Your goal:
Copy every entry precisely.

▼▼▼

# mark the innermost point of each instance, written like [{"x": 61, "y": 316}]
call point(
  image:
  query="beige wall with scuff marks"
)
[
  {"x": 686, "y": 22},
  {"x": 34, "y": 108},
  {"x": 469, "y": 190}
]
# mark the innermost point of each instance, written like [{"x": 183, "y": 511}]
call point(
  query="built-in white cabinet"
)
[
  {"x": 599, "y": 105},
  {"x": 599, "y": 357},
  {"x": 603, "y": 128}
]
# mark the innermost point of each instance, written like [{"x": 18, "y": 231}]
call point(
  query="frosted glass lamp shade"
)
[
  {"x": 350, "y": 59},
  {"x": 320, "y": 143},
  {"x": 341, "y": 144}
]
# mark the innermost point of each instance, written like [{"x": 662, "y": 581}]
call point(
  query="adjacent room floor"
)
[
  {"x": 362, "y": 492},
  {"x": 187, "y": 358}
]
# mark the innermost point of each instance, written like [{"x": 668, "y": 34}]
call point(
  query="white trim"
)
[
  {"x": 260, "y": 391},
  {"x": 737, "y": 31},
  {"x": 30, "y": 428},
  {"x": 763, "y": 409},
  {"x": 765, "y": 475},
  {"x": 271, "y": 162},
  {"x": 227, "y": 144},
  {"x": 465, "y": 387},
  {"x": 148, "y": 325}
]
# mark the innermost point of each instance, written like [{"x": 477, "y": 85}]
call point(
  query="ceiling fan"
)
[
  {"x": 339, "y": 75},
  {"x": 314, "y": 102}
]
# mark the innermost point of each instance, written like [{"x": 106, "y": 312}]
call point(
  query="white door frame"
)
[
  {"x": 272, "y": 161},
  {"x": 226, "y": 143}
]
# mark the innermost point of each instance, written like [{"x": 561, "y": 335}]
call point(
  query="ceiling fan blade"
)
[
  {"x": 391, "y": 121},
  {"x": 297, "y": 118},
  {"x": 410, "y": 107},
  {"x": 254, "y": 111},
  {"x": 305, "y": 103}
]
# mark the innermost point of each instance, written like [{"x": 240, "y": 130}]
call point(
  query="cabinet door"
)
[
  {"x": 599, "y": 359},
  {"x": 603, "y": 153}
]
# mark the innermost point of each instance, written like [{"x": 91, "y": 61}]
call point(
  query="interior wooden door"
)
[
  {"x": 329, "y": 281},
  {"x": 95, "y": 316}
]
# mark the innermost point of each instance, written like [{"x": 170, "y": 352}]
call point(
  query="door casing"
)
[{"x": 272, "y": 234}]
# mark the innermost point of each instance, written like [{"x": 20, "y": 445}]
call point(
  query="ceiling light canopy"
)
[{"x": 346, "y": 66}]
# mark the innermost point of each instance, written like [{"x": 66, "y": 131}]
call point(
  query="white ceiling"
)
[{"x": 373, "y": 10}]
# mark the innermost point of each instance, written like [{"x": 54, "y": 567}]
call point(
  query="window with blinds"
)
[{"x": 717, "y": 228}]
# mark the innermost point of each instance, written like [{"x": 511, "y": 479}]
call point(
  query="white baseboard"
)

▲▲▲

Solution to this problem:
# mark the innermost point of each instance, written like [{"x": 61, "y": 316}]
call point(
  image:
  query="beige wall with scuff marks"
)
[
  {"x": 686, "y": 22},
  {"x": 34, "y": 108},
  {"x": 469, "y": 190}
]
# mark the innermost point of each instance, written like [{"x": 183, "y": 511}]
call point(
  query="built-in white cabinet"
)
[
  {"x": 599, "y": 105},
  {"x": 599, "y": 357},
  {"x": 603, "y": 128}
]
# mark the innermost point of each instance, written like [{"x": 18, "y": 231}]
call point(
  query="frosted glass lamp shade"
)
[
  {"x": 350, "y": 59},
  {"x": 320, "y": 143},
  {"x": 341, "y": 144}
]
# mark the innermost point of each instance, written like [{"x": 662, "y": 581}]
call point(
  query="adjacent room floor"
)
[
  {"x": 362, "y": 492},
  {"x": 187, "y": 358}
]
# mark the innermost point of each instance, written like [{"x": 668, "y": 34}]
call point(
  query="white trim"
)
[
  {"x": 260, "y": 391},
  {"x": 737, "y": 31},
  {"x": 30, "y": 428},
  {"x": 763, "y": 409},
  {"x": 765, "y": 475},
  {"x": 271, "y": 162},
  {"x": 227, "y": 144},
  {"x": 465, "y": 387},
  {"x": 148, "y": 325}
]
# mark the innermost point of each instance, written like [{"x": 477, "y": 85}]
call point(
  query="ceiling fan"
)
[
  {"x": 339, "y": 75},
  {"x": 314, "y": 102}
]
# mark the innermost point of each instance, written like [{"x": 106, "y": 312}]
call point(
  query="white door frame"
)
[
  {"x": 272, "y": 161},
  {"x": 226, "y": 143}
]
# mark the innermost point of each instance, written like [{"x": 561, "y": 335}]
call point(
  query="ceiling fan blade"
)
[
  {"x": 391, "y": 121},
  {"x": 297, "y": 118},
  {"x": 410, "y": 107},
  {"x": 254, "y": 111},
  {"x": 305, "y": 103}
]
# mark the innermost point of each instance, written like [{"x": 240, "y": 130}]
call point(
  query="cabinet door"
)
[
  {"x": 599, "y": 359},
  {"x": 603, "y": 153}
]
# mark the innermost point of each instance, written like [{"x": 91, "y": 61}]
call point(
  query="interior wooden door"
)
[
  {"x": 329, "y": 281},
  {"x": 95, "y": 316}
]
# mark the innermost point of each instance, written like [{"x": 170, "y": 352}]
call point(
  query="door casing"
)
[{"x": 272, "y": 234}]
# mark the innermost point of each instance, written like [{"x": 20, "y": 445}]
call point(
  query="ceiling light canopy"
)
[{"x": 346, "y": 66}]
# mark the innermost point of each instance, written like [{"x": 66, "y": 131}]
call point(
  query="white ceiling"
)
[{"x": 373, "y": 10}]
# mark the innermost point of each instance, written like [{"x": 54, "y": 567}]
call point(
  query="window with blinds"
)
[{"x": 717, "y": 228}]
# mark the innermost point of each instance, written like [{"x": 511, "y": 479}]
call point(
  query="white baseboard"
)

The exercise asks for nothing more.